● Task brief: Every line of the listing below must be printed again exactly, apart from its pictures.

*** Block opens ***

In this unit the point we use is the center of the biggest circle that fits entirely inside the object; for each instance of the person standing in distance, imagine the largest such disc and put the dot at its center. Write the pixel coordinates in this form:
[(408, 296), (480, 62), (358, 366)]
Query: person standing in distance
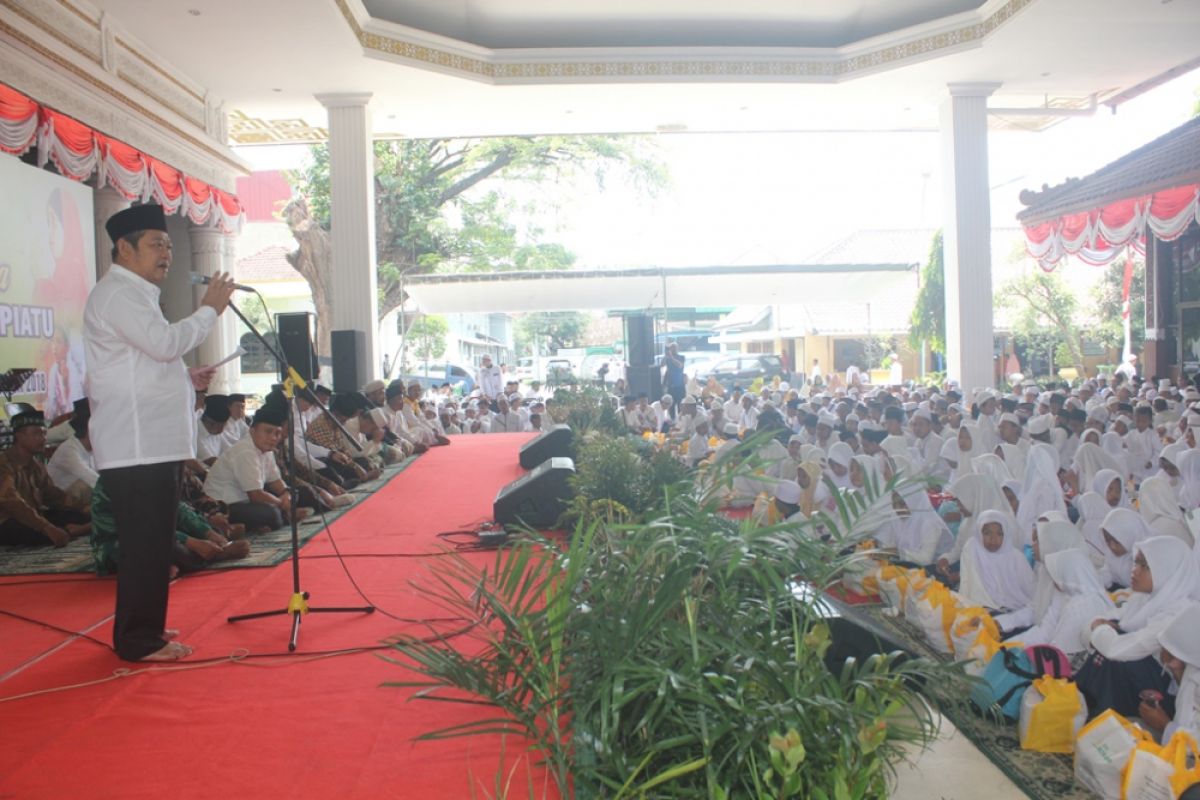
[(142, 422)]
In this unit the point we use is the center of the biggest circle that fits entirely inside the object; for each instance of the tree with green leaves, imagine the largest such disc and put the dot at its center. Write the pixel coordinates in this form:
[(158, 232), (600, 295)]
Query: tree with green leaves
[(1108, 328), (1043, 304), (449, 205), (552, 330), (427, 335), (928, 323)]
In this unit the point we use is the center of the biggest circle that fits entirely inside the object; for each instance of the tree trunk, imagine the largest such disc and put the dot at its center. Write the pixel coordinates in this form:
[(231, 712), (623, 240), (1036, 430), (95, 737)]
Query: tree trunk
[(315, 260)]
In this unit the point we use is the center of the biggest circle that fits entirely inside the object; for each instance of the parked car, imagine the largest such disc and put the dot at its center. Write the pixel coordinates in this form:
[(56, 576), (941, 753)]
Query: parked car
[(744, 368)]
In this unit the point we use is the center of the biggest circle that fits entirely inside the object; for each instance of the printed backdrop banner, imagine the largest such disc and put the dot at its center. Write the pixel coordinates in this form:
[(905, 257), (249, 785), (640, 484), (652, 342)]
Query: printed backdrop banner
[(47, 268)]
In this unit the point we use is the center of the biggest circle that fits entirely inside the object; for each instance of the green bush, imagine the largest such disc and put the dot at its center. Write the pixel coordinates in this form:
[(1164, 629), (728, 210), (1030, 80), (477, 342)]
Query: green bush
[(673, 657)]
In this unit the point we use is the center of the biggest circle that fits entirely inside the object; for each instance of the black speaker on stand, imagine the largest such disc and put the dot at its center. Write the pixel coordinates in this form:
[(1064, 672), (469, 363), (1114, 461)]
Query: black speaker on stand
[(538, 498), (552, 443), (349, 358), (295, 330)]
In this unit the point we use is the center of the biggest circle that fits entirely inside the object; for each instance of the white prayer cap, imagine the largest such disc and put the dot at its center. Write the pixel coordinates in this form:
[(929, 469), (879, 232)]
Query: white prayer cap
[(1039, 423), (789, 492)]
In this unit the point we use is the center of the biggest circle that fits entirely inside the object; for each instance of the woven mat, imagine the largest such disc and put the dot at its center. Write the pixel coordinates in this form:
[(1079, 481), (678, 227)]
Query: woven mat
[(265, 549), (1043, 776)]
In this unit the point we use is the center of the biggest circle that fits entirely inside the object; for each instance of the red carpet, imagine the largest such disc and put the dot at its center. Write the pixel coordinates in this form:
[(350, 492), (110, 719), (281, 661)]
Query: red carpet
[(291, 727)]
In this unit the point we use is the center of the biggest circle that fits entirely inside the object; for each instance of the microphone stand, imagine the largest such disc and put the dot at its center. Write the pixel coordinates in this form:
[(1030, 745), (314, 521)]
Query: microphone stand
[(298, 606)]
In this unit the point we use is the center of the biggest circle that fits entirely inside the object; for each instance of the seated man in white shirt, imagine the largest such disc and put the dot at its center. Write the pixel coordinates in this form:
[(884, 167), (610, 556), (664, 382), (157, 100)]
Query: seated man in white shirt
[(72, 467), (210, 434), (247, 479)]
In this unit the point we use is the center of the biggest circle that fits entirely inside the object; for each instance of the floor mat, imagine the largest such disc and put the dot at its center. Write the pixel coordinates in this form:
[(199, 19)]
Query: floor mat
[(267, 549)]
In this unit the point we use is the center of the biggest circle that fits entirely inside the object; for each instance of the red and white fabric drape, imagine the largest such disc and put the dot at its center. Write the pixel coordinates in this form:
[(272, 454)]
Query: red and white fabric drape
[(79, 151), (1099, 235)]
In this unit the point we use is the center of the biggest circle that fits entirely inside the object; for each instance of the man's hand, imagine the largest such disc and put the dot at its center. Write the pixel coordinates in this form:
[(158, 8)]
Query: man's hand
[(220, 289), (202, 377)]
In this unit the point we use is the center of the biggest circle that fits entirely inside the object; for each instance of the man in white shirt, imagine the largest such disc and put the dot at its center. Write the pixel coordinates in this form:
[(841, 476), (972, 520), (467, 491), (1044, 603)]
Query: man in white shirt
[(246, 477), (211, 437), (72, 467), (504, 420), (489, 379), (142, 423)]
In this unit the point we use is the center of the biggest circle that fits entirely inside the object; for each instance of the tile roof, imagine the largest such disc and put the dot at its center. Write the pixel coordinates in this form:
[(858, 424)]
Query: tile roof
[(1169, 161), (268, 264)]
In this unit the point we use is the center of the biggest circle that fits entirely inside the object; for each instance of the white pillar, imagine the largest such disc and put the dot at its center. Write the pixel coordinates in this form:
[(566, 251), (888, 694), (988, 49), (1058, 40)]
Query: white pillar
[(967, 234), (228, 378), (106, 202), (355, 301), (208, 258)]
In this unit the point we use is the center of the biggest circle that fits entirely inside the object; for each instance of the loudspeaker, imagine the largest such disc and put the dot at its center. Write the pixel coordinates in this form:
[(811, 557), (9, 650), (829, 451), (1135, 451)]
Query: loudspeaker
[(535, 499), (640, 340), (295, 331), (553, 443), (645, 379), (349, 358)]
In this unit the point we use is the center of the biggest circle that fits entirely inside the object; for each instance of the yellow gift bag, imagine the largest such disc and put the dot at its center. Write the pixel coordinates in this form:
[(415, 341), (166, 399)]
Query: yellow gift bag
[(1162, 771), (1103, 750), (1053, 711)]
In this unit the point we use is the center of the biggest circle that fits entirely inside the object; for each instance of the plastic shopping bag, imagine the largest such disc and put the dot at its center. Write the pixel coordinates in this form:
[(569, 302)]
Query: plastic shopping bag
[(1103, 750), (1053, 711)]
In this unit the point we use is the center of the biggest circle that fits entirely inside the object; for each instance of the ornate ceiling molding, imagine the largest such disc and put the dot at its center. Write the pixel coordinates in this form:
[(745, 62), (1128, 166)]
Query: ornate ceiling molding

*** Block closes ***

● Exercise output:
In this unit the point we use is the center of the biggest circle that fits entirely inside the object; for each instance of the person standing in distance, imagine the largest such disc and put the dot at its center. Write the pixel coordinates in this form:
[(408, 296), (480, 62), (358, 366)]
Query: person standing in distance
[(142, 422)]
In this unit the point we use is the center of the biggest circle that fits entirely inside the object; for each instance of the tree with green leaves, imagine the largest such disc and put the dot at its center. Write the pixel coordinates in this form:
[(158, 232), (600, 295)]
Query: tree with green leaves
[(1108, 328), (1043, 304), (449, 205), (552, 330), (427, 335), (928, 323)]
In this unit the point we use is the center of the biggest circle that fits entirely inside the object; for each instance of the tree trunk, imagine the largest such disc and put the dot at its center. Write the pixel coordinates in this form:
[(231, 712), (623, 240), (1036, 430), (95, 737)]
Query: tree trunk
[(315, 260)]
In this unit the point we use is the center of the biggest circle that fits entirely inside the object; for each instance of the parked car, imagine the largest such disc and put the dot at its center. Write the pixel coordinates in this form:
[(56, 576), (941, 753)]
Query: parked car
[(744, 368)]
In this unit the point we use is the center of the biggest circle that fits entirely inside the object; for each instance of the printed backdrop banner, imagine the largest such disc and put the dot at its center. Write the pixel coordinates in this form:
[(905, 257), (249, 785), (640, 484), (652, 342)]
Query: printed backdrop banner
[(47, 268)]
In this unit the point we use is the center of the biggest circle that fits entirely inside the object; for each instance of the green bush, imagine the largest such disc and put the dot at its center. Write the pixel coordinates in this form:
[(1164, 629), (728, 210), (1030, 80), (477, 342)]
Query: green bush
[(673, 657)]
In this unit the point we use is the center of the biggest circle that fits entirely inside the object; for each instance of the black speaker on stand, imagine the largest such disc and put the dot at its center. Write the pixel coordinates in this form:
[(1064, 672), (469, 363), (1114, 461)]
Query: black speaker on stand
[(538, 498), (552, 443), (349, 358), (295, 330)]
In this unit the point we use is the center of the biggest circle that fits entirely inside the object; for each instance of the white prayer cap, imagine the largest such disc and put the dot at its center. Write the pixel coordinates in this form:
[(929, 469), (879, 232)]
Query: white prayer cap
[(1039, 423), (789, 492)]
In this unit the point we use is the center of the biggest circle that fits entirely inside the object; for each instance of the woven mat, imagine the largest such disc and put the dot at its center. Write the pixel coordinates in this form:
[(1079, 481), (678, 227)]
Query: woven mat
[(265, 549), (1043, 776)]
In this unit the point we use is the center of the biggest circle that fits entirely inside the object; for each instance of the red carpet, imagine the largest such disc and put the dot at its center. Write the pixel coordinates in this form:
[(350, 492), (110, 719), (281, 661)]
Query: red carpet
[(291, 727)]
In this unit the point we use is the center of the biggest circle that fits entirely inside the object; for each instance of the microphone stand, imagine the largest such disc and put the dot at its center. Write the pixel coordinates in this form:
[(1030, 745), (314, 521)]
Query: microphone stand
[(298, 606)]
In this unit the point we use is the center of the biggest circle that fits entirely inside the object; for each instance of the seated man in white shirt, imagine the largest such disc and put the dot at its center. Write the pixel coordinates in this form:
[(884, 167), (610, 556), (664, 382), (157, 100)]
Query: seated man in white shirt
[(72, 467), (210, 434), (247, 479)]
In this unit the point we use is the center of the biggest circle that fits entirely inside the object; for each instance of the floor mat, imagine the largest such disc and put the dot at its center. Write the pixel coordinates in this form:
[(199, 19)]
Query: floor mat
[(267, 549)]
In this unit the point we use is the center of the biggest circle that fits entirely inside the object; for each instance of the red and white fabric drape, imagine the largest such disc and put the dot at its center. Write the pixel coordinates in this form:
[(272, 454)]
Query: red and white fabric drape
[(79, 151), (1099, 235)]
In this unit the point we use is the center of the biggest circle that fits entirely inside the object; for each instance of the man's hand, imagine the largest such disc and put the dot at its center. Write the pixel coordinates in this form:
[(158, 8)]
Query: man's hand
[(220, 289), (202, 377)]
In this unit the point we use is the center of the biggest circle that fits entirely inside the object; for each instance of the man in white shirt, imagine the largest such disc and put the dot at its center. Write the pixel coordinates in this form:
[(841, 476), (972, 520), (467, 491), (1044, 603)]
Query: man in white shirt
[(246, 477), (211, 437), (72, 467), (504, 420), (489, 379), (142, 423)]
In this unit the point we use is the center of the biggest circle that fits entirely inside the object; for each instance of the tile roof, imagine the largest such disc and put the dot at its center. Write the pixel coordinates in this form:
[(858, 424)]
Query: tile roof
[(1169, 161), (268, 264)]
In this unit the point we use is the center of the biggest circle that fits entirely inside the object; for each instance of the white pillar, imagine the largest such disc and put the dot at its center. Write the pixel coordinates in this form:
[(566, 251), (888, 694), (988, 49), (1058, 40)]
Query: white pillar
[(967, 234), (228, 378), (106, 202), (355, 301), (208, 258)]
In this unit the point we use is the center of the biggest circle that fits entirely inside the object; for each instance of the loudspeaker, imagine the largest such disc and put the dot at its center. Write the pixel coordinates in this form:
[(811, 557), (9, 650), (829, 451), (1135, 451)]
Query: loudspeaker
[(535, 499), (640, 340), (295, 331), (553, 443), (645, 379), (349, 358)]
In this unit the point we use is the center of the biggest circle that fits entirely inside the object; for each instance of the yellow gift bag, imagine the largest such disc and put the dot at its center. Write the pixel coordinates in this form:
[(415, 341), (166, 399)]
Query: yellow gift bag
[(1162, 771), (1103, 750), (1053, 711)]
In this unit the point we use is the center of the biggest circle that fits entirely inside the object; for each instance of the plastic shopping bag, imagine the largest such disc and put the dot at its center. Write the pixel coordinates in this form:
[(569, 302)]
Query: plastic shopping bag
[(1103, 750), (1053, 711)]
In this unit the point we use is the center of the biggest circle that fits entirely inside the object; for each instance of the ornate ceiling molding, imagine the largest such disc and put the dot at its center. Write the pixel coordinates in this form:
[(745, 62), (1128, 166)]
Query: ornate ceiling molding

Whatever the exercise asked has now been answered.